[Object position labeling entries]
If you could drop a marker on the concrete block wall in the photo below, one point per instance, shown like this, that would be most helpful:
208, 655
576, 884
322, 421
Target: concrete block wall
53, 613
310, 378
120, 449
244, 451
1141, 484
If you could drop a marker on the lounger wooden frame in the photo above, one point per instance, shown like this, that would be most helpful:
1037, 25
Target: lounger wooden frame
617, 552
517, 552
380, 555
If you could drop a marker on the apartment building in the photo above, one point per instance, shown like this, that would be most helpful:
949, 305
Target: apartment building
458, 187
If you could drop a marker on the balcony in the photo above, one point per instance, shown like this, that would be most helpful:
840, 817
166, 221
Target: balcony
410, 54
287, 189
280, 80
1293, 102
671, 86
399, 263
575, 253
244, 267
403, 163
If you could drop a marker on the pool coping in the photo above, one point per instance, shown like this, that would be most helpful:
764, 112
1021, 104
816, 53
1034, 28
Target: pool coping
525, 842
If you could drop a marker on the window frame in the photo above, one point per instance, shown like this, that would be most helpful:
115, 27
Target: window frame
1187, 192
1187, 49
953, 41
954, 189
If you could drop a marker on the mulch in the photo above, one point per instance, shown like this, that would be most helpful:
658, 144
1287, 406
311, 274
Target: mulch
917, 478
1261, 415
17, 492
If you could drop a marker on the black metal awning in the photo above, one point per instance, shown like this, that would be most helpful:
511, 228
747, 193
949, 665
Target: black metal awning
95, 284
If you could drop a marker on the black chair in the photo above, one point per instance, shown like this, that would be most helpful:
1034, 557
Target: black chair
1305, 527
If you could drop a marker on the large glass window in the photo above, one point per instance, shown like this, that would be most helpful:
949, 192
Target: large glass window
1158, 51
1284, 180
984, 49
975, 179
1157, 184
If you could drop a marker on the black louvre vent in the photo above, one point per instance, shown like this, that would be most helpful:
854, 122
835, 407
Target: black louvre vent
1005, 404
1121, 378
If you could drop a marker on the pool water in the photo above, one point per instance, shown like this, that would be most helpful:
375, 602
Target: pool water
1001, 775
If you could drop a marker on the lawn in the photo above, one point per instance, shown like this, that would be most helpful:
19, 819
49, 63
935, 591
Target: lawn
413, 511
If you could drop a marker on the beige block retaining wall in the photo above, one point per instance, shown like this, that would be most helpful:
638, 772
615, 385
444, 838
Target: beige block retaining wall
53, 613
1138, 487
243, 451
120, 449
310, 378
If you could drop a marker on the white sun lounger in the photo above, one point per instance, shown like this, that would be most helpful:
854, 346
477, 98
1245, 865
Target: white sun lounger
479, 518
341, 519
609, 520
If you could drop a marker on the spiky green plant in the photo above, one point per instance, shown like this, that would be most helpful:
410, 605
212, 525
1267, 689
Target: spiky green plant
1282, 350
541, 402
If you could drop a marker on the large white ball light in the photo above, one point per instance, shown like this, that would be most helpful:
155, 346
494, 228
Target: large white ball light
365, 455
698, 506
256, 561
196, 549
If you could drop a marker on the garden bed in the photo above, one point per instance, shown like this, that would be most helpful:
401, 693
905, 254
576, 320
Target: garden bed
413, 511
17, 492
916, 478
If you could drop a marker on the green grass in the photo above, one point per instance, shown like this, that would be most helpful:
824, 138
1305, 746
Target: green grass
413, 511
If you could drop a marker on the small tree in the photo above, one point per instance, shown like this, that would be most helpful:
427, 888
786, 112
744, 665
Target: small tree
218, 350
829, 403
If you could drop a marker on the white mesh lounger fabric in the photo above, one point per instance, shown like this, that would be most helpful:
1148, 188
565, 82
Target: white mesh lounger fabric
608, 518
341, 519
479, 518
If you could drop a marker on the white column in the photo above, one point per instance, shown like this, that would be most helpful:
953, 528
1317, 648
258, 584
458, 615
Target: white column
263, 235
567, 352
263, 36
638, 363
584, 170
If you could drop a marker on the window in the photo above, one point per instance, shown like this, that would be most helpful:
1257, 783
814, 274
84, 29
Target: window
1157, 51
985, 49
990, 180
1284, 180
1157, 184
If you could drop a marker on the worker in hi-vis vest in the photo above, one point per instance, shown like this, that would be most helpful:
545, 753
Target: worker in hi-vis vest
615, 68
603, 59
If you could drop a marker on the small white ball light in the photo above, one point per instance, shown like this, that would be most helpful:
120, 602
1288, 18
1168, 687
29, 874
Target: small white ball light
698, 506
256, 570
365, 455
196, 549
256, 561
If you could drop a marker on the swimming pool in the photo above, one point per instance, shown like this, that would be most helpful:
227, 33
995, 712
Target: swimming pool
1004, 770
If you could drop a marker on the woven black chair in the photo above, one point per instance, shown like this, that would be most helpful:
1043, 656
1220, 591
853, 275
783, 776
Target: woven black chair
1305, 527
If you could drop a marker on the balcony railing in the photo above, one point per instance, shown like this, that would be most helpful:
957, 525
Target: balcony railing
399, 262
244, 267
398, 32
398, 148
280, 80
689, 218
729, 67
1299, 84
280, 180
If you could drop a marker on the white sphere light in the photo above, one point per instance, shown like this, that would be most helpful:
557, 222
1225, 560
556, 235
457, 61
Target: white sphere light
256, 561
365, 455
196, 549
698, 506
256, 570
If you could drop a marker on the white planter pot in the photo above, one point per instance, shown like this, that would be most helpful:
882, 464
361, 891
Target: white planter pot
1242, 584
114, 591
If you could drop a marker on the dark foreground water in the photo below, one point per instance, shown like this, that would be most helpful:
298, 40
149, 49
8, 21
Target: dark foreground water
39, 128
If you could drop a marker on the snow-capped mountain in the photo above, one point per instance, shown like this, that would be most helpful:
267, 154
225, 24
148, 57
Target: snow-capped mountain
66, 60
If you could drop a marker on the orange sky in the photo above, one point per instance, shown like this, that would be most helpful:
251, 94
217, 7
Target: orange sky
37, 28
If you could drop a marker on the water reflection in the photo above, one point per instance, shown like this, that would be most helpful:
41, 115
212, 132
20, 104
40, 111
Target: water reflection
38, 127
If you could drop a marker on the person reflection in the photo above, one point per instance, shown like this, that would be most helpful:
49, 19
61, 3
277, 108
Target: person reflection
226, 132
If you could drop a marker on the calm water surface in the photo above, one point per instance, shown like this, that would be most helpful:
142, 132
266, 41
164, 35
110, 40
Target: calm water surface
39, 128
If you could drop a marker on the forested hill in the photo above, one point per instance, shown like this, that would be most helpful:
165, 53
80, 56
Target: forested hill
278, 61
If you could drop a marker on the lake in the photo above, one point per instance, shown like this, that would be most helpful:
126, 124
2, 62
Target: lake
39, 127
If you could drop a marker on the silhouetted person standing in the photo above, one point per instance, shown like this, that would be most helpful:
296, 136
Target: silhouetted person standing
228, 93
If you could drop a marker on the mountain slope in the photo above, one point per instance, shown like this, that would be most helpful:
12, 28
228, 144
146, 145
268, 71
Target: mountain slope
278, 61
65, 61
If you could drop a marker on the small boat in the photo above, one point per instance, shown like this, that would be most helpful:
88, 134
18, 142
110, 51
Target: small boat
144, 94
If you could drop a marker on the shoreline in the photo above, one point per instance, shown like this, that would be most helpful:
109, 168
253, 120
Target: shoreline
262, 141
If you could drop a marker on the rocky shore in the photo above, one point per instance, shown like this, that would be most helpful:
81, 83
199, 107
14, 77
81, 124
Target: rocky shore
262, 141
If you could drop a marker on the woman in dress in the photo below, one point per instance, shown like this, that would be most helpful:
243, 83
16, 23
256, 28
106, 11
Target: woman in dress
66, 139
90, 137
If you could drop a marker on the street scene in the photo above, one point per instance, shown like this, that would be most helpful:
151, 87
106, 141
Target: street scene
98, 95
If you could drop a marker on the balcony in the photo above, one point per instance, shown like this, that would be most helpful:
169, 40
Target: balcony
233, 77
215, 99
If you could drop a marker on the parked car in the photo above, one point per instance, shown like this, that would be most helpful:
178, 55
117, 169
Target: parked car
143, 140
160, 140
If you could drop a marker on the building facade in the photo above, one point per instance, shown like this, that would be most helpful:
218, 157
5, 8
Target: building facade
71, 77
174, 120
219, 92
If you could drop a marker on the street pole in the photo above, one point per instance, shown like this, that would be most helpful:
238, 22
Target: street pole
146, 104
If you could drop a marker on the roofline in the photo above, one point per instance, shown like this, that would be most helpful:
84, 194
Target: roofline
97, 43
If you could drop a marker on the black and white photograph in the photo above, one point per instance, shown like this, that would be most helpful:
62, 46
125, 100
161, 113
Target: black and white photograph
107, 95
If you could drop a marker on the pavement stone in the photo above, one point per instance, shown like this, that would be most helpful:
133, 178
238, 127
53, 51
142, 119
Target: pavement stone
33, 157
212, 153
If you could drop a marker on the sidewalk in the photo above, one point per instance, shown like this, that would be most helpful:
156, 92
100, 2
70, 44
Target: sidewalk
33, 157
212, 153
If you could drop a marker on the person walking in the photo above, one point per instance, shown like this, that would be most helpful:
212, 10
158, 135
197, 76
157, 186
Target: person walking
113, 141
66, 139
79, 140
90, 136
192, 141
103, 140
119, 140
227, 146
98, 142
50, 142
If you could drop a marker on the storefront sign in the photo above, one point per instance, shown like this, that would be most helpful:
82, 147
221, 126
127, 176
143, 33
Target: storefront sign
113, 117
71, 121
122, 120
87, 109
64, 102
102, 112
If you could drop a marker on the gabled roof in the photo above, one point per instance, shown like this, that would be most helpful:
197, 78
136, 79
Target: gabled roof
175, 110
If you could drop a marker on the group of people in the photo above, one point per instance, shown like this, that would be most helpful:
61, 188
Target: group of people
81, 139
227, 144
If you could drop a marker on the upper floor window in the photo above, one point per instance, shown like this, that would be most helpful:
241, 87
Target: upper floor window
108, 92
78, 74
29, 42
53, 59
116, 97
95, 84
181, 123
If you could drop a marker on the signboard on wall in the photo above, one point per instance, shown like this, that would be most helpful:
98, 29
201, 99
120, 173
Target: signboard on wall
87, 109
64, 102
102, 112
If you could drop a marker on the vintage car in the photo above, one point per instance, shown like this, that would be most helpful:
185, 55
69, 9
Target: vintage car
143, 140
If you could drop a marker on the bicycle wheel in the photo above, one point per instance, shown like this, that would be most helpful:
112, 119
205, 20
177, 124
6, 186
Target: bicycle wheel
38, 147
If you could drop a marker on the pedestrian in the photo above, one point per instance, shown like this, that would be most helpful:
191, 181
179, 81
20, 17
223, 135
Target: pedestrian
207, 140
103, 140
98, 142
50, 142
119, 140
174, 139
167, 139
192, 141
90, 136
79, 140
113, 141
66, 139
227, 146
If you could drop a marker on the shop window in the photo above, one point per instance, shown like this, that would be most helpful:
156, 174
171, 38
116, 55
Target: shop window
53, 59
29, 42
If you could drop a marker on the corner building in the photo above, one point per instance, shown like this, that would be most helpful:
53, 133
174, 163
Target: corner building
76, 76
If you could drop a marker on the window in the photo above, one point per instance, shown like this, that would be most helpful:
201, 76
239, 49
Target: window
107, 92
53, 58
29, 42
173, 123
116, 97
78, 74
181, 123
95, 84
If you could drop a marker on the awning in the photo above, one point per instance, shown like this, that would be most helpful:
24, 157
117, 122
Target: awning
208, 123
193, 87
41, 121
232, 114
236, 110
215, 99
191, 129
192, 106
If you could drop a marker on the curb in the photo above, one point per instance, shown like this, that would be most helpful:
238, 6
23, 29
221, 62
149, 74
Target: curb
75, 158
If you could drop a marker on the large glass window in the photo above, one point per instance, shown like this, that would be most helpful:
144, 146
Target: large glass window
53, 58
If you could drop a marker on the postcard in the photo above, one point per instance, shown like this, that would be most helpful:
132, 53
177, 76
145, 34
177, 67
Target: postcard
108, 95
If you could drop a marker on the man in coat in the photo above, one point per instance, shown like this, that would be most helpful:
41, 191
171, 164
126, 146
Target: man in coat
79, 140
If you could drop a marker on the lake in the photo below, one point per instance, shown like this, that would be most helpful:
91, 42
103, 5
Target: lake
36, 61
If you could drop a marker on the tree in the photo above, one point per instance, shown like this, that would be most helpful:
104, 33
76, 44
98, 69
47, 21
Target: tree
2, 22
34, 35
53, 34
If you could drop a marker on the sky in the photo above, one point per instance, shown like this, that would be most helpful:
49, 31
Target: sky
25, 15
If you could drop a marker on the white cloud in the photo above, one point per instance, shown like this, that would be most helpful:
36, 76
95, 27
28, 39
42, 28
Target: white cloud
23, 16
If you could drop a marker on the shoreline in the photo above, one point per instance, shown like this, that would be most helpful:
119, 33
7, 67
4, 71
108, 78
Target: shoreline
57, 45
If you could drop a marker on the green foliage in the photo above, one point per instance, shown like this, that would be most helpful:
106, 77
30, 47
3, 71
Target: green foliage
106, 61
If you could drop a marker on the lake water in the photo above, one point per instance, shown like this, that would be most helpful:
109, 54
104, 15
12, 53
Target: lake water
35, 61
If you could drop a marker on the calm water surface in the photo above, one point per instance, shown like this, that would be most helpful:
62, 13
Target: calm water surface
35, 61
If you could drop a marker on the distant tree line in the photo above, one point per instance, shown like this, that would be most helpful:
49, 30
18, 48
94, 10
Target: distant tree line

> **THE TASK**:
Repeat exactly the lines starting at the line with "If you could drop a marker on the lake water" and ending with the final line of the entries. Include nothing else.

> **THE RESULT**:
If you could drop a marker on the lake water in the photo above, one point per instance, shown like this, that would be most helpful:
109, 54
104, 15
12, 53
Target: lake water
35, 61
If you could drop a marker on the calm water surface in the photo above, one point per instance, shown like this, that would be most helpful:
62, 13
Target: calm water surface
35, 61
If you could drop a marker on the distant tree line in the photo above, one point per instance, shown like this, that would be most helpful:
49, 30
18, 48
94, 10
Target: distant tree line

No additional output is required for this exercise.